Start Extracted records

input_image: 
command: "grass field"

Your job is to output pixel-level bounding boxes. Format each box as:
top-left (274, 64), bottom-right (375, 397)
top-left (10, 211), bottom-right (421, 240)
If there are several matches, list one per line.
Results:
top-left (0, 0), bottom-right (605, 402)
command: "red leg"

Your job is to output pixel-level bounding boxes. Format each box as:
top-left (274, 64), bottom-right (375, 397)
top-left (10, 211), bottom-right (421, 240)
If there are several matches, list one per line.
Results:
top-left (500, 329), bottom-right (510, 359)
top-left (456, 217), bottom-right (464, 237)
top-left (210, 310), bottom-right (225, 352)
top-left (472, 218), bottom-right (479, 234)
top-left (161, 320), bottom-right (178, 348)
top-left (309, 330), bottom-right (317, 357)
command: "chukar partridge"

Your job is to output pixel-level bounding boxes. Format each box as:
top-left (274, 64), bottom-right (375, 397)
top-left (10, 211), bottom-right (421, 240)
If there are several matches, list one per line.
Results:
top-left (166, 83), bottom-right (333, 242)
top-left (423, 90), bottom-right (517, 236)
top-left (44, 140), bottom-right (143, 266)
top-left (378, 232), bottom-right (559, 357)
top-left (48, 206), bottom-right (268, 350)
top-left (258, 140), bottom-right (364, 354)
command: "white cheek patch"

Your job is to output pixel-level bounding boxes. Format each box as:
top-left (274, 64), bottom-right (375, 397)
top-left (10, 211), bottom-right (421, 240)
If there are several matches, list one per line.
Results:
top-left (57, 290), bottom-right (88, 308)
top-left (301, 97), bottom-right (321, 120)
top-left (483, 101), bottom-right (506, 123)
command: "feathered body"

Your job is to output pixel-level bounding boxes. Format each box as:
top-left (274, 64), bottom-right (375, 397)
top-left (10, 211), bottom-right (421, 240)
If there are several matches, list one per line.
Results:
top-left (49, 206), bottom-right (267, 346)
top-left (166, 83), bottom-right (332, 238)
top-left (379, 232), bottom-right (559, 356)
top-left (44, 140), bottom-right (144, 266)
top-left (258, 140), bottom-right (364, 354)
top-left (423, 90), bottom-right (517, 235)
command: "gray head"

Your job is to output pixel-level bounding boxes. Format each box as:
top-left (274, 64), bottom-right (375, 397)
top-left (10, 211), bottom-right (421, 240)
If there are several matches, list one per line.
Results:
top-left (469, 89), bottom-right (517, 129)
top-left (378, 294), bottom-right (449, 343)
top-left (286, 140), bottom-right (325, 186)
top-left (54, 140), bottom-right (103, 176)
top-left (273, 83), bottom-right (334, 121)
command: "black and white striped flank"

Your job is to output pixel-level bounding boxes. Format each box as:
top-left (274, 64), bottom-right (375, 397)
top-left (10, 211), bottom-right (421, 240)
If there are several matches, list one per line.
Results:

End Extracted records

## Stated task
Render every line of the data above as a Markdown table with the columns Row and Line, numbering the rows in order and skipping blank lines.

## Written answer
| Row | Line |
|---|---|
| 1 | input_image:  |
| 2 | command: "grass field" |
| 3 | Your job is to output pixel-level bounding boxes. Format each box as: |
| 4 | top-left (274, 64), bottom-right (375, 397) |
| 5 | top-left (10, 211), bottom-right (421, 240) |
| 6 | If there are several matches, list one per line. |
| 7 | Results: |
| 8 | top-left (0, 0), bottom-right (605, 402) |
| 9 | command: "red leg" |
| 10 | Your job is to output pixel-level bounding boxes. Format each box as: |
| 11 | top-left (274, 64), bottom-right (375, 397) |
| 12 | top-left (10, 211), bottom-right (421, 240) |
| 13 | If there are several matches, list one per line. |
| 14 | Results: |
| 15 | top-left (500, 329), bottom-right (510, 359) |
| 16 | top-left (456, 217), bottom-right (464, 237) |
| 17 | top-left (210, 310), bottom-right (225, 352) |
| 18 | top-left (472, 218), bottom-right (479, 234) |
| 19 | top-left (161, 320), bottom-right (178, 348) |
| 20 | top-left (309, 330), bottom-right (317, 357) |
| 21 | command: "chukar partridge" |
| 22 | Your job is to output pixel-level bounding boxes. Format each box as: |
| 23 | top-left (274, 64), bottom-right (375, 397) |
| 24 | top-left (10, 211), bottom-right (421, 240) |
| 25 | If there are several matches, list one per line. |
| 26 | Results: |
| 27 | top-left (166, 83), bottom-right (333, 242) |
| 28 | top-left (423, 90), bottom-right (517, 236) |
| 29 | top-left (44, 140), bottom-right (143, 266) |
| 30 | top-left (378, 232), bottom-right (559, 357) |
| 31 | top-left (48, 206), bottom-right (268, 350) |
| 32 | top-left (258, 140), bottom-right (364, 354) |
| 33 | command: "white cheek patch" |
| 34 | Your job is to output pixel-level bounding boxes. Format each box as: |
| 35 | top-left (274, 64), bottom-right (375, 397) |
| 36 | top-left (10, 211), bottom-right (421, 240) |
| 37 | If there are several matches, list one per line. |
| 38 | Results: |
| 39 | top-left (57, 290), bottom-right (88, 308) |
| 40 | top-left (301, 97), bottom-right (321, 120) |
| 41 | top-left (483, 101), bottom-right (506, 123) |
| 42 | command: "feathered body" |
| 43 | Your job is to output pixel-level bounding boxes. Format each box as: |
| 44 | top-left (274, 64), bottom-right (375, 397) |
| 45 | top-left (10, 211), bottom-right (421, 240) |
| 46 | If there are several matches, list one per line. |
| 47 | Results: |
| 48 | top-left (49, 206), bottom-right (267, 346) |
| 49 | top-left (166, 83), bottom-right (332, 238) |
| 50 | top-left (379, 232), bottom-right (559, 356) |
| 51 | top-left (44, 140), bottom-right (144, 266) |
| 52 | top-left (258, 140), bottom-right (364, 354) |
| 53 | top-left (423, 90), bottom-right (517, 235) |
| 54 | command: "gray head" |
| 55 | Your job is to output pixel-level bounding boxes. Format each box as: |
| 56 | top-left (274, 64), bottom-right (375, 397) |
| 57 | top-left (10, 211), bottom-right (421, 240) |
| 58 | If there are several matches, list one per line. |
| 59 | Results: |
| 60 | top-left (469, 89), bottom-right (517, 129) |
| 61 | top-left (378, 294), bottom-right (449, 343) |
| 62 | top-left (286, 140), bottom-right (325, 186) |
| 63 | top-left (54, 140), bottom-right (103, 176) |
| 64 | top-left (273, 83), bottom-right (334, 121) |
| 65 | command: "black and white striped flank" |
| 66 | Your job is to output pixel-level bounding boxes. Format each box as: |
| 67 | top-left (274, 64), bottom-right (375, 397) |
| 68 | top-left (10, 211), bottom-right (421, 240) |
| 69 | If there are several matches, list one per line. |
| 70 | Results: |